Text provided
··········

# I luv Halloween



## The Bloodshed Brothers (Jan 25, 2009)

"I Luv Halloween is an OEL manga first published by Tokyopop in October, 2005. With art by Benjamin Roman and scripts by Keith Giffen, it tells the misadventures of a group of friends who meet every Halloween for a night of trick-or-treating."


"In the summer of 2007, 4 animated shorts of I Luv Halloween were released by Tokyopop as featured content on MySpace TV. The shorts were produced by Menfond Electronic Arts, adapted from the original comic by Steven Calcote and David Ables, and directed by Victor Wong and Eddy Wong. The first episode premiered at Comic-Con International in July 2007. It is unclear at this time whether additional animations will be produced."

Hey guys! They only made 4 CG cartoons but they are really good.
Sad they didnt continue.

··········

(Excerpts of location labeling data)
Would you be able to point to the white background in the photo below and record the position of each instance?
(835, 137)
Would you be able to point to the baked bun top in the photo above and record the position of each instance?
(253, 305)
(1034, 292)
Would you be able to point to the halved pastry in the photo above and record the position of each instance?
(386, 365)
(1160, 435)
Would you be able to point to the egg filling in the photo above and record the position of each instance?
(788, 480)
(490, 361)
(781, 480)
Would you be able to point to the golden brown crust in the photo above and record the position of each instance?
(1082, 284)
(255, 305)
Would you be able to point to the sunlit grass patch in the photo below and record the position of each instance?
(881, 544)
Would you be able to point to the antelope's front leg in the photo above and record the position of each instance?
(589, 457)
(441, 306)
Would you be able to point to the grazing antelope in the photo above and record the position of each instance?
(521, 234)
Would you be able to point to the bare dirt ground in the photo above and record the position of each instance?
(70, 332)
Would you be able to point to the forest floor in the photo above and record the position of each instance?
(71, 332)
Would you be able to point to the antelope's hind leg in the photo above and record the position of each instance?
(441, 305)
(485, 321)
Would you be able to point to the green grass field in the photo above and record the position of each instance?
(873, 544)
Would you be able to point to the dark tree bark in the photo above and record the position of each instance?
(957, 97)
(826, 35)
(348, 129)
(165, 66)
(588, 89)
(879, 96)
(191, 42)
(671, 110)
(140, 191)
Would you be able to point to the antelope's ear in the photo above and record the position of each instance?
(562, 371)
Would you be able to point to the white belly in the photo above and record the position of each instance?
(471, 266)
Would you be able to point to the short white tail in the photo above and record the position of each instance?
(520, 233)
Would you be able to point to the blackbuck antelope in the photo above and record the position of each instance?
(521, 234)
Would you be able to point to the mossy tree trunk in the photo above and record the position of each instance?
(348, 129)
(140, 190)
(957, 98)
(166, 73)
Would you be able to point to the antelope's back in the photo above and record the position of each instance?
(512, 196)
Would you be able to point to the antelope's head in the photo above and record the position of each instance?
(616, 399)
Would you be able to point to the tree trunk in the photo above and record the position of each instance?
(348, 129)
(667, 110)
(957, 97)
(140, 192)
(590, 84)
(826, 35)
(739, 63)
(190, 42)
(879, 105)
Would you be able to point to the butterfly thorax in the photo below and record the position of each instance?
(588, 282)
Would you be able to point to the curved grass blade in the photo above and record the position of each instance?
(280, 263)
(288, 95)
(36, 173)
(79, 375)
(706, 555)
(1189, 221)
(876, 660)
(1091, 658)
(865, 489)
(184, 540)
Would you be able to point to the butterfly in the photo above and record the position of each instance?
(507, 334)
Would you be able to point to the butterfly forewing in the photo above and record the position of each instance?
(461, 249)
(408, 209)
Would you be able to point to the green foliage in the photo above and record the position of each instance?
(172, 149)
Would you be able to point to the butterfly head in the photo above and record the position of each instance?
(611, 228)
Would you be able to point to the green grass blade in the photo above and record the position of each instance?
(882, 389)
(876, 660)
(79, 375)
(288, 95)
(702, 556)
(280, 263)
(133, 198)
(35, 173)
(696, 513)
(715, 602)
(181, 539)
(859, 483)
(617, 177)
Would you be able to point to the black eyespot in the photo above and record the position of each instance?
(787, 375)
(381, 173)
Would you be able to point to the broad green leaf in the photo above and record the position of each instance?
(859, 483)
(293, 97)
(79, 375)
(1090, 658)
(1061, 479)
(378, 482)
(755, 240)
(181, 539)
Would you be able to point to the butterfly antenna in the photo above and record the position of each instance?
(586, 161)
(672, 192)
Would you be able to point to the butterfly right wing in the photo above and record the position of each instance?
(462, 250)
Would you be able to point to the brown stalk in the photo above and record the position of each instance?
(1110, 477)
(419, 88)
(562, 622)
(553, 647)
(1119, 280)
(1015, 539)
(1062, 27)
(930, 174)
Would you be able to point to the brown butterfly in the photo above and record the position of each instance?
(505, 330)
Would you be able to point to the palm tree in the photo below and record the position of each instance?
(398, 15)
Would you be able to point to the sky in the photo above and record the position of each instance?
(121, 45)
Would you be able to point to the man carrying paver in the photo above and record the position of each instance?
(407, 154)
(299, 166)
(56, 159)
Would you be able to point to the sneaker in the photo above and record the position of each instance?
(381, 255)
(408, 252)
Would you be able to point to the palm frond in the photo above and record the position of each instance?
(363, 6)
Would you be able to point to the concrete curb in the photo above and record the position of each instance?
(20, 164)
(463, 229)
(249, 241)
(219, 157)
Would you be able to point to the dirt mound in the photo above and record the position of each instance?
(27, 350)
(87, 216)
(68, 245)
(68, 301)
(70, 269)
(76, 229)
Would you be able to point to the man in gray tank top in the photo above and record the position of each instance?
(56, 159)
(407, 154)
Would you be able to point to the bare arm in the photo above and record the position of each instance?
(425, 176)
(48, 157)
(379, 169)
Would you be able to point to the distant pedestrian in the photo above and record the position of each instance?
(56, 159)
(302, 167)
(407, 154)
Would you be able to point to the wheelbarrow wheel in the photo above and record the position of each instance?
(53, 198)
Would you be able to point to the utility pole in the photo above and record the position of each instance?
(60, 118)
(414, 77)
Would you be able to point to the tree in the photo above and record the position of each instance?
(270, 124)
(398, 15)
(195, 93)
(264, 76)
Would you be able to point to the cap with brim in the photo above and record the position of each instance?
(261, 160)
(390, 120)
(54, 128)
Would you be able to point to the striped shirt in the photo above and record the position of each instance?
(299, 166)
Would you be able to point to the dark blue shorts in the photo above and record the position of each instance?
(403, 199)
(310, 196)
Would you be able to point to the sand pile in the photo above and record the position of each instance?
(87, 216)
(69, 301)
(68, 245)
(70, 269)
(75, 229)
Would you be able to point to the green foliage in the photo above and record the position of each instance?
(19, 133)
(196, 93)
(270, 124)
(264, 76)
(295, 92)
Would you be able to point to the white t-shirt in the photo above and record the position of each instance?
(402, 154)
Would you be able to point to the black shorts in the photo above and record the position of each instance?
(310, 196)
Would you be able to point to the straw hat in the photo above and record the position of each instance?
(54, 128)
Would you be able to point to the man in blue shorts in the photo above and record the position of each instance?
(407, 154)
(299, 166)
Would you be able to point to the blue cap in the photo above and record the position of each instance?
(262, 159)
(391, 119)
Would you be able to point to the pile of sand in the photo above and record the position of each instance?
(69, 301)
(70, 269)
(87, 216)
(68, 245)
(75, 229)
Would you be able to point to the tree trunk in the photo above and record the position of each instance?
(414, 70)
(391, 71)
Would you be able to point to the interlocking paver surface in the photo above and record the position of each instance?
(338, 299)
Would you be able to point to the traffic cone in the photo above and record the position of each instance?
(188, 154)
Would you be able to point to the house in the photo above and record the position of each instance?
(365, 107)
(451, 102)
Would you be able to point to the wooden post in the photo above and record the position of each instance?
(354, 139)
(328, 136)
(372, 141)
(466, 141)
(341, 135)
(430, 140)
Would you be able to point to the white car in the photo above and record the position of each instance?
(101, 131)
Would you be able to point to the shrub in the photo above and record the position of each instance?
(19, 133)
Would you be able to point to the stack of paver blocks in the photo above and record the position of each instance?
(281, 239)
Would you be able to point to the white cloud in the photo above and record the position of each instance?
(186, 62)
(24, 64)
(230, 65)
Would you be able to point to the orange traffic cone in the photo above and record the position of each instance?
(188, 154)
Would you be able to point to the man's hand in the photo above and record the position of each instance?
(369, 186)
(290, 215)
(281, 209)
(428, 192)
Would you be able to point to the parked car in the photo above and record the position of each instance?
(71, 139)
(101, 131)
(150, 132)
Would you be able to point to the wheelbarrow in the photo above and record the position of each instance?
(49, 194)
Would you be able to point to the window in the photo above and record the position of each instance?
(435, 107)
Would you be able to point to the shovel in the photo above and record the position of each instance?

··········

Written exercise 1
Name every person the I Luv Halloween post credits with work on the manga or the animated shorts.
Written exercise 2
Based on the I Luv Halloween post, are these statements true? (a) Tokyopop first published the manga in October 2005. (b) Keith Giffen directed the animated shorts. (c) The first episode premiered on MySpace TV. Answer yes or no for each and quote the words that settle it.
Written exercise 3
Resume the I Luv Halloween post right after its final line.

Exercise response 1
Benjamin Roman, Keith Giffen, Steven Calcote, David Ables, Victor Wong, Eddy Wong

Exercise response 2
(a) Yes: "first published by Tokyopop in October, 2005"
(b) No: "directed by Victor Wong and Eddy Wong"
(c) No: "The first episode premiered at Comic-Con International in July 2007."

Exercise response 3
On a side note they did do 7 iManga vieos but i never watched them because im not that into comics and found the format of them annoying.
But heres the CG ones..enjoy


----------



## Hauntiholik (May 17, 2006)

What a great addition to my holiday video watching! Thanks for posting them!


----------



## RoxyBlue (Oct 6, 2008)

These are hysterical, and really good, too.


----------



## The Bloodshed Brothers (Jan 25, 2009)

glad to hear


----------



## scareme (Aug 29, 2006)

I want to hear the rest of the story. Maybe you can finish it for them Bloodshed.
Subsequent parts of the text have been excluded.